**STUDY TEXT**.
..............................
By Catherine Stauffer

Anti-vaccination protests held outside of Tamalpais High School met with resistance from local students.

During lunch, five to ten adults stood along the crosswalk directly in students’ way to the general Safeway area with signs reading, “Don’t jab our kids” and “Mandates are about control, not safety.” Standing around the protesters was a semicircle of Tam students, some just watching the scene, others attempting to engage. 

“I just went up to one of them and started talking to her,” junior Yonatan Paz-Priel said, explaining that he tried to interact by asking the protesters about their motives. “They started delving into some wild conspiracies about how there’s nano gel that communicates with the 5G and how Bill Gates is going to enslave the human race. One of the [protesters] was holding up his sign, and some kid just grabbed it and ran.” 

This is not the first time anti-vaxxers, people who oppose vaccination, have staged a protest in Marin County. On May 18, anti-vaxxers spent 90 minutes before the Marin County Board of Supervisors meeting challenging the district’s support of student vaccination, as reported by the Marin Independent Journal.

“There is definitely a small and very vocal minority of people who may see this as some kind of plot or conspiracy, and we’re hearing more and more from that group,” Dr. Matt Willis, Marin County’s public health officer, said to the Marin IJ after the meeting.
..............................
**TASK**.
Write out the stretch of the protest article from "Anti-vaccination protests held" through "attempting to engage.".

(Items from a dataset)
..............................
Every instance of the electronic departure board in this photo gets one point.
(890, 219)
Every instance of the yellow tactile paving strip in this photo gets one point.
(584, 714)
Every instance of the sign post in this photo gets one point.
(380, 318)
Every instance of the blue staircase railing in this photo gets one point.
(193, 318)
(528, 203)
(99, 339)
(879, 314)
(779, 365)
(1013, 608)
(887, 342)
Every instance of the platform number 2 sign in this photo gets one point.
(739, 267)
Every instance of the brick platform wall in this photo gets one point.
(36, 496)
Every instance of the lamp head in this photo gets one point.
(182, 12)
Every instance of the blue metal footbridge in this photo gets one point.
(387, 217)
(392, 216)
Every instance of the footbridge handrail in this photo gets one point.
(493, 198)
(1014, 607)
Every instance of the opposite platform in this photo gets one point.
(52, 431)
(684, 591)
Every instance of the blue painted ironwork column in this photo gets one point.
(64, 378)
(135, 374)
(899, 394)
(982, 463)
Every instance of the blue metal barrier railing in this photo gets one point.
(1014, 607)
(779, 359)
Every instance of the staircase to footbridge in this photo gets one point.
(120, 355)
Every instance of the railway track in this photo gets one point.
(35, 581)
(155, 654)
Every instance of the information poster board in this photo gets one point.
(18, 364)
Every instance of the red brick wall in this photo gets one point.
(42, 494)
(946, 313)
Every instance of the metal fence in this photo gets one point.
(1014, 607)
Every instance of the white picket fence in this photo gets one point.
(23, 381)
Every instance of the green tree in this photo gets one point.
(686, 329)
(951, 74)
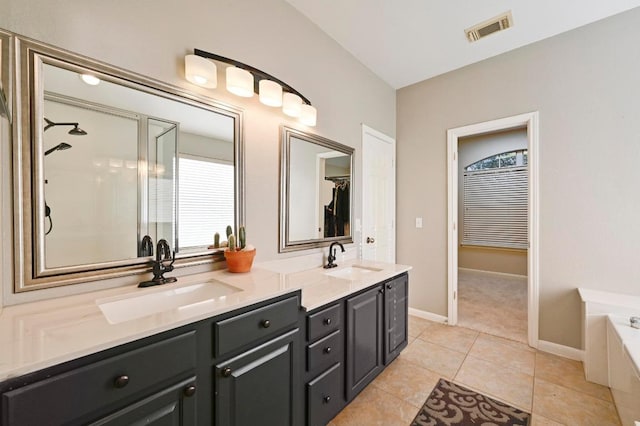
..............................
**EXERCISE ANSWER**.
Anti-vaccination protests held outside of Tamalpais High School met with resistance from local students.

During lunch, five to ten adults stood along the crosswalk directly in students’ way to the general Safeway area with signs reading, “Don’t jab our kids” and “Mandates are about control, not safety.” Standing around the protesters was a semicircle of Tam students, some just watching the scene, others attempting to engage.